## Your objective
Copy the lines starting at the one containing "Tag the short" and ending at the one containing "<point>532,402</point>", keeping the requests. Offset every coordinate in the answer points by -41.

Items from a dataset

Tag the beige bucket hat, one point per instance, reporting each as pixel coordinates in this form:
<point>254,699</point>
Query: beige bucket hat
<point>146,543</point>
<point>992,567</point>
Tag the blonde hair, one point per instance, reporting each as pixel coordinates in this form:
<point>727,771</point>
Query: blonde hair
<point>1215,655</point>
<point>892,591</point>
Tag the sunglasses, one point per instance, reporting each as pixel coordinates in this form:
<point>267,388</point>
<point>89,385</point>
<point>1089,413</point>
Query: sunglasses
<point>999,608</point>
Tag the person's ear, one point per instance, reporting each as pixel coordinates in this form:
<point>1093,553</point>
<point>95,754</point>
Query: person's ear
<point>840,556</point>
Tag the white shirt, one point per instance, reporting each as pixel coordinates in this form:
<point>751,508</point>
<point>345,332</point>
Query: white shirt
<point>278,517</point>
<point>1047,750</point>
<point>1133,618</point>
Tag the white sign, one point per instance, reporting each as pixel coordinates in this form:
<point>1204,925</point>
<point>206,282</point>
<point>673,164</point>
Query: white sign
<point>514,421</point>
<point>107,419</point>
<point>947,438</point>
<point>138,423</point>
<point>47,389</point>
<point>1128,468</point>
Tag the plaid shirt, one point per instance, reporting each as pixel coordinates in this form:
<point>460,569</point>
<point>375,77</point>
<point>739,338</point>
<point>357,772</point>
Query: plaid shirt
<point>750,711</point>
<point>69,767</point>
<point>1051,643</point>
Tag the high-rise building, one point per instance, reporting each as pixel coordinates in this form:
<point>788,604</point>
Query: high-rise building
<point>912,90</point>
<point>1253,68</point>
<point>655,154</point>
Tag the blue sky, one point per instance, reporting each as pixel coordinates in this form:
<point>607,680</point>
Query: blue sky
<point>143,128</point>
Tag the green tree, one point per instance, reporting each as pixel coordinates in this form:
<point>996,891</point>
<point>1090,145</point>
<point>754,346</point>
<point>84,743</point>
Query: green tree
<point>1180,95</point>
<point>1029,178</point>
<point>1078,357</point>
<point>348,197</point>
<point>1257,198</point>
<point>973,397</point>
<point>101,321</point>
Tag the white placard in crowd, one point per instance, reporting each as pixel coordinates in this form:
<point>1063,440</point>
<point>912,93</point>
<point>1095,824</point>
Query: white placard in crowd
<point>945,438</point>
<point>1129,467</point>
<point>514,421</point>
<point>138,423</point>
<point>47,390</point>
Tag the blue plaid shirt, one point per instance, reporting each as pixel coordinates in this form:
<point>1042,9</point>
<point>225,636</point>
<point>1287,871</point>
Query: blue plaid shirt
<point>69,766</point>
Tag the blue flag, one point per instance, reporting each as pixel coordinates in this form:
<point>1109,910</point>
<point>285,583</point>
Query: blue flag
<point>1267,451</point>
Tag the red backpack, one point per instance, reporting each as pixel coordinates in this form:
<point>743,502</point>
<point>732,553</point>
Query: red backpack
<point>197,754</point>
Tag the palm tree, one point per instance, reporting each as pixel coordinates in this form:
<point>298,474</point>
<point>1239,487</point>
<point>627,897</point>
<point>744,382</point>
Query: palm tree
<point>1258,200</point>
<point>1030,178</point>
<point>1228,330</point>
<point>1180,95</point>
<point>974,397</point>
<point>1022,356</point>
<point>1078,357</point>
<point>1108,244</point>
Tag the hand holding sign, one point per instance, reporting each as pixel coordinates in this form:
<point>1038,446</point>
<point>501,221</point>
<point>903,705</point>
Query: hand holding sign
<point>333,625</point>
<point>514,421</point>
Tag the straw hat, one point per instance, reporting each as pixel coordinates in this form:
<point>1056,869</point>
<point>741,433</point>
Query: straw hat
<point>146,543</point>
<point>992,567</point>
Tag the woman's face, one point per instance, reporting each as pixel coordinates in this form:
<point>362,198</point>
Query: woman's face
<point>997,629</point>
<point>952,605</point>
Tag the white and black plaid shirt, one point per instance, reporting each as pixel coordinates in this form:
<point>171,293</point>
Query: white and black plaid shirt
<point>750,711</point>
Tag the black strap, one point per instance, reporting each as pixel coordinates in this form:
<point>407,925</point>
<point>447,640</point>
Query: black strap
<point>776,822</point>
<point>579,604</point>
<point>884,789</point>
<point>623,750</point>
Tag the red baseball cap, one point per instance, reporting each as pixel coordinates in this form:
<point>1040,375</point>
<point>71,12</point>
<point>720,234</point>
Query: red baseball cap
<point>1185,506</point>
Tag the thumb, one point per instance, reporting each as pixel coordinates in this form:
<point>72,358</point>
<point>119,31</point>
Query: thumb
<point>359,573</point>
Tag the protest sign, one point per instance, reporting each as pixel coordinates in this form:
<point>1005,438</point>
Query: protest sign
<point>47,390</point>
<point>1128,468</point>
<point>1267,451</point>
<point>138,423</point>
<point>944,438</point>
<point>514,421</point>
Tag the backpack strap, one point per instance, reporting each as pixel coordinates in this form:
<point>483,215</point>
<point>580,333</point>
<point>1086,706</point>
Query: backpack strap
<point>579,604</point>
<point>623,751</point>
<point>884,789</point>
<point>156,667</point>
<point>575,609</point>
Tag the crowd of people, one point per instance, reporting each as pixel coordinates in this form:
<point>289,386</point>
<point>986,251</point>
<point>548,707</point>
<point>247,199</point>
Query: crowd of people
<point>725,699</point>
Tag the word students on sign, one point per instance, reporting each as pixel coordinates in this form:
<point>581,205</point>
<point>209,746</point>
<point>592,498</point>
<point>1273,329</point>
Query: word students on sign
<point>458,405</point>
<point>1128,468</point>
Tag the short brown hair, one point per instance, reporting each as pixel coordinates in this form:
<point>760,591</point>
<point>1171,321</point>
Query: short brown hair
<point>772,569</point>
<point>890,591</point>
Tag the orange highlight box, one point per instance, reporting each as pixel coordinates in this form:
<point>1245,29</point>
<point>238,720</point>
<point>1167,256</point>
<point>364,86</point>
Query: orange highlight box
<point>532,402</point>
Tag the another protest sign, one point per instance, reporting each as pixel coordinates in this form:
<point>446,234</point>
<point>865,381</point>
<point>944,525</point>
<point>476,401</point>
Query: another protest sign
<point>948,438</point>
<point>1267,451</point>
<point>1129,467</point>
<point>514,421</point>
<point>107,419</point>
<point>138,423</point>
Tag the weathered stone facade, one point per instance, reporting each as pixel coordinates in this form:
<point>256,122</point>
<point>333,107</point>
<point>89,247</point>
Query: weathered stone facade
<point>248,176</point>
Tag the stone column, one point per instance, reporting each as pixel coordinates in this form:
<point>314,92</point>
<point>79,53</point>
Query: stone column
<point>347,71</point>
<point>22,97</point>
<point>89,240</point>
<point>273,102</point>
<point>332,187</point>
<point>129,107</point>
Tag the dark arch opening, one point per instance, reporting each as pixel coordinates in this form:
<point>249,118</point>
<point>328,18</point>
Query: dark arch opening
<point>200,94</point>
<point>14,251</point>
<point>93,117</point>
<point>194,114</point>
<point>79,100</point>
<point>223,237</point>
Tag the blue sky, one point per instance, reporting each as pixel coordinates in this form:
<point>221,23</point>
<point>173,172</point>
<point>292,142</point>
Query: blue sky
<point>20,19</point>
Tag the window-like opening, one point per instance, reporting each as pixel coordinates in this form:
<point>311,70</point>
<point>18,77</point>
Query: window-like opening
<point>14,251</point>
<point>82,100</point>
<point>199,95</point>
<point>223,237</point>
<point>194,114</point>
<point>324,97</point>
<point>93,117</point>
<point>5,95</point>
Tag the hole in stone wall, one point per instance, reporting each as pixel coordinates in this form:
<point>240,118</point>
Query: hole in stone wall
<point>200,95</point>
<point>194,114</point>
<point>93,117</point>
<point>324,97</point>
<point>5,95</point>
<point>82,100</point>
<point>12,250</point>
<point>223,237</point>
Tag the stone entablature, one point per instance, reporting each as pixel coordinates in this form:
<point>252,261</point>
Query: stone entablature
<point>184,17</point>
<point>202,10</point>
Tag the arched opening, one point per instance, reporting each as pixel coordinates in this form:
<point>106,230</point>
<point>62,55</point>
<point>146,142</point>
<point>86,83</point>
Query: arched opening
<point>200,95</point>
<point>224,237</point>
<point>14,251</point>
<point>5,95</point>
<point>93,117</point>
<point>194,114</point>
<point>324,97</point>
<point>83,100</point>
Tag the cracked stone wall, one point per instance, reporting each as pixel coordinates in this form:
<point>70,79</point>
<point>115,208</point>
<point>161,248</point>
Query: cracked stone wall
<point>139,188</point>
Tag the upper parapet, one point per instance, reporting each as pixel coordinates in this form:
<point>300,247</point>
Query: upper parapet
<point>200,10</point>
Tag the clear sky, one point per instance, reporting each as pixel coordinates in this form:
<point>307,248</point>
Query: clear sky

## The solution
Tag the short brown hair, one point per instance, reporting each as pixel coordinates in this form:
<point>760,591</point>
<point>1171,321</point>
Query: short brown hair
<point>731,528</point>
<point>849,550</point>
Tag the orange highlight box, one point per instance, reporting each as pixel coordinates in this form:
<point>1245,29</point>
<point>238,720</point>
<point>1167,256</point>
<point>364,86</point>
Query: orange highlight box
<point>491,361</point>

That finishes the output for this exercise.